(Task set)
(A) Answer each question from the essay on anti-Semitism, giving one answer per line:
(i) Who directed the film the writer went to see?
(ii) What is the name of the companion who asked the writer about the film?
(iii) Which two countries does the essay name as being in tension?
(B) Pick up the essay on anti-Semitism after its final sentence and carry it forward.

(Passage shown)

● ● ● ●

Updating Anti-Semitism

When I first saw Quentin Tarantino’s Inglourious Basterds, I left the theater with a powerful feeling. When my companion, Shelly, asked how I liked the film, I told her I enjoyed it a great deal, but that I wished it had never been made.

The film portrays a Jewish fantasy of revenge against the Nazis, including a successful plot to kill Hitler. I tried to explain to Shelly how it felt to watch it, growing up among Holocaust survivors and, like most Jews of my generation, having been inundated with Holocaust material that stood in stark contrast to the relatively easy life of a Jew growing up in New York during the 1970s.

For me, as one of the few American Jews of my generation or younger that I have ever met who has actually endured anti-Semitic physical assaults, the resonance was powerful, but also distressing.

When, I asked Shelly, can we Jews expect to define ourselves in other ways than through the prism of anti-Semitism and the violence committed against us in the past? Maybe we’re moving toward it, but the fantasy of revenge against the Nazis helps put us back into it, I told her.

She seemed to understand what I was getting at. However, she is not Jewish. I don’t know if any non-Jew can fully grasp the need for us to find an identity that transcends the Holocaust.

That hope is further set back by the current round of “Holocaust terror” being perpetrated in the tension between Israel and Iran. Given the hostile rhetoric and Holocaust denial engaged in by Iranian President Mahmoud Ahmedinejad and the enmity between Israel and Iran, it isn’t surprising that there is fear, and less surprising that pro-war demagogues would employ Holocaust rhetoric.

● ● ● ●

(Extracted records)
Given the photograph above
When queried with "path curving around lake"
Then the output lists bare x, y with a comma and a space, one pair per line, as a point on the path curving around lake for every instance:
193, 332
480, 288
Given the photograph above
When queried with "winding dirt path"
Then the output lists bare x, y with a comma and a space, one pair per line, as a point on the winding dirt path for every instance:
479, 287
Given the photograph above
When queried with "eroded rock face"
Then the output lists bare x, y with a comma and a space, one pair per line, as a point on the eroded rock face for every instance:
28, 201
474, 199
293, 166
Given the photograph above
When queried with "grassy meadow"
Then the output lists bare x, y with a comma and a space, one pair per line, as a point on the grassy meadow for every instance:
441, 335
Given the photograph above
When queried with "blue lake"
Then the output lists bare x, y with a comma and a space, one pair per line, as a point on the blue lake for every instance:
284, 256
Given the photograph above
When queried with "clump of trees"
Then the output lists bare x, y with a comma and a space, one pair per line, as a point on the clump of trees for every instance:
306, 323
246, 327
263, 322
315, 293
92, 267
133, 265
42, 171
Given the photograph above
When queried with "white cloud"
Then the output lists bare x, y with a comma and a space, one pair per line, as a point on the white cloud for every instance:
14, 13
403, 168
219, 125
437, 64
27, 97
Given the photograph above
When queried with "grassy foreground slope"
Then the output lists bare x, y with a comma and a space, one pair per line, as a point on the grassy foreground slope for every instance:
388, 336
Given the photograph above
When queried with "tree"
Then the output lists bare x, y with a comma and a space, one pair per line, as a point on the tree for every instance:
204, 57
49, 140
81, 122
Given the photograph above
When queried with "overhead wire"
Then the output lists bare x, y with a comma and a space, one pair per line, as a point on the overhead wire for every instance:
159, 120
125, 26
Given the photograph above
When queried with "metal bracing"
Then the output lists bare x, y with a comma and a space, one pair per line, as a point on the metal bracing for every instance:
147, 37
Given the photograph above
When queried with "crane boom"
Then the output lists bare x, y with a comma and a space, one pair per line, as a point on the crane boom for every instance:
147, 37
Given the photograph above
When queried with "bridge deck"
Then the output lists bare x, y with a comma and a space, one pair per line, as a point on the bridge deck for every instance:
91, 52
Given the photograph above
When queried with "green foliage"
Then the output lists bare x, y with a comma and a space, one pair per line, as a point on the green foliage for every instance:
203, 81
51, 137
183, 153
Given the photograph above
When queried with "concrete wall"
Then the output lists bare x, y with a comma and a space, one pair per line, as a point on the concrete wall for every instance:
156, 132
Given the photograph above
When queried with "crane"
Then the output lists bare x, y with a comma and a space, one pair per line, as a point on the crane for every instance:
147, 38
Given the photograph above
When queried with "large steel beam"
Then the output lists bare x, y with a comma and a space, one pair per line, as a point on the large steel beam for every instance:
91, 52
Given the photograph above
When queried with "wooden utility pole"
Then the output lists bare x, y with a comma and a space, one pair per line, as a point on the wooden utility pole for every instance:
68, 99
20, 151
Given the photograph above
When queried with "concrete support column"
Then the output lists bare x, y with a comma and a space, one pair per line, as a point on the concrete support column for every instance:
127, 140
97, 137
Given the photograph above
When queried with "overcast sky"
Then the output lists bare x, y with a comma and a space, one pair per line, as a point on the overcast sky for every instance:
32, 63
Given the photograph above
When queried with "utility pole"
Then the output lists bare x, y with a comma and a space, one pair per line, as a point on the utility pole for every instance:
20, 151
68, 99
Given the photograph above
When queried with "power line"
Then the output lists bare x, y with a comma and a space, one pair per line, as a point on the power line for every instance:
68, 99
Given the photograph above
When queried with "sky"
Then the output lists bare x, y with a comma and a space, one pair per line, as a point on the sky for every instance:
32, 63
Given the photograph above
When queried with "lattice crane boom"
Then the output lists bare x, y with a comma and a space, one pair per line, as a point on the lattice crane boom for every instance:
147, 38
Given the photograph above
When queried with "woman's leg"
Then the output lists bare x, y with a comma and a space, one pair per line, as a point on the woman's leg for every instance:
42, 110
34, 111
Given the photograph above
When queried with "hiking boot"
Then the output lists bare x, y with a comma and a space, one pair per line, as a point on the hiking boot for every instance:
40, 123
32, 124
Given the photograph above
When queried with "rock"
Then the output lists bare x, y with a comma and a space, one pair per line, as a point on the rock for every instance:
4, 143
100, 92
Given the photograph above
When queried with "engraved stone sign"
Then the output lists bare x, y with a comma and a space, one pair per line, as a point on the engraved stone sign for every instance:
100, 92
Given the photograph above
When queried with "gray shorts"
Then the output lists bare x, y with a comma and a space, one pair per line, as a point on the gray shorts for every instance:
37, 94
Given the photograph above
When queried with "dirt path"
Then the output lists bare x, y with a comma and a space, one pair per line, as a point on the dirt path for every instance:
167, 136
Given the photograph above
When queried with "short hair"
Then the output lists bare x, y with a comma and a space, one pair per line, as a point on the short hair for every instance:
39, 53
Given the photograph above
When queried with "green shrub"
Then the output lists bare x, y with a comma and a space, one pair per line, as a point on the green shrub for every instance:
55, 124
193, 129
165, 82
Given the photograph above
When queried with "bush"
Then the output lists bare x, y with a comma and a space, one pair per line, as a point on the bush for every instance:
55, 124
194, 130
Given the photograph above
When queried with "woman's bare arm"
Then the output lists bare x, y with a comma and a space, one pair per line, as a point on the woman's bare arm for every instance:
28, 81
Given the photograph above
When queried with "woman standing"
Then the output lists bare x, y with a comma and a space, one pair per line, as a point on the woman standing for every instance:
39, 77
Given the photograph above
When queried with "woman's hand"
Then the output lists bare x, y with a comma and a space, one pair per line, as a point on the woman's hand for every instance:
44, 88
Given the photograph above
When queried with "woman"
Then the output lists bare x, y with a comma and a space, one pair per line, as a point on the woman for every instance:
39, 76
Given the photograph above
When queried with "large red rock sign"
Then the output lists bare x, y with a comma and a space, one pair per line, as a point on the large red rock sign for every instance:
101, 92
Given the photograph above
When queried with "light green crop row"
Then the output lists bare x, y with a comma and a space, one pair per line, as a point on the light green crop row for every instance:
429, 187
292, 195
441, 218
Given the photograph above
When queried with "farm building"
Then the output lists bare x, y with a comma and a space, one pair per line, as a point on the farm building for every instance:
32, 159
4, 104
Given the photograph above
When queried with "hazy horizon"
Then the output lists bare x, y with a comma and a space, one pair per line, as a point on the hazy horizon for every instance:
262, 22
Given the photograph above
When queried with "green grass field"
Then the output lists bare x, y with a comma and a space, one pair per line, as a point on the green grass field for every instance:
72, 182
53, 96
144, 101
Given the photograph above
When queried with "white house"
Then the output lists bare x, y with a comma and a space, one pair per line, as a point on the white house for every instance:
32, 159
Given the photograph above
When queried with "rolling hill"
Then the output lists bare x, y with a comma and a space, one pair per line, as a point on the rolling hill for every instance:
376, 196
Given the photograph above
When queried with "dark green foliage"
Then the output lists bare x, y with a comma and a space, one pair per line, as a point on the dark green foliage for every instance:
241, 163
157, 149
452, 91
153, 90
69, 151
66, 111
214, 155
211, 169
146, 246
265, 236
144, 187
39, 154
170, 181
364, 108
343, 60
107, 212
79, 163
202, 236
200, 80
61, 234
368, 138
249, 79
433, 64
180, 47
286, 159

● ● ● ●

(Task answers)
(A)
(i) Quentin Tarantino
(ii) Shelly
(iii) Israel and Iran

(B)
But when Ha’aretz’s Chemi Shalev argues that it is only natural that Jews would support an attack on Iran because of our experience with the Holocaust, no matter the consequences, despite solid analyses which show it will do more harm than good, it is more than simply the collective memory of suffering he is invoking. Shalev is actually perpetuating anti-Semitism.

One might think he speaks for a minority when he writes: “…when push comes to shove, when all the other options have been exhausted, when there is no other avenue left, when it’s yes or no, do or die, kill or be killed – then I think that most Israelis and Jews, including myself, will support a military attack.”

Maybe he’s right, but at this point, it’s not the case. A recent poll showed that only 43% of Israeli Jews support an attack on Iran, and 63% would support Israel giving up its own nuclear weapons if Iran would thereby not get such weapons of its own.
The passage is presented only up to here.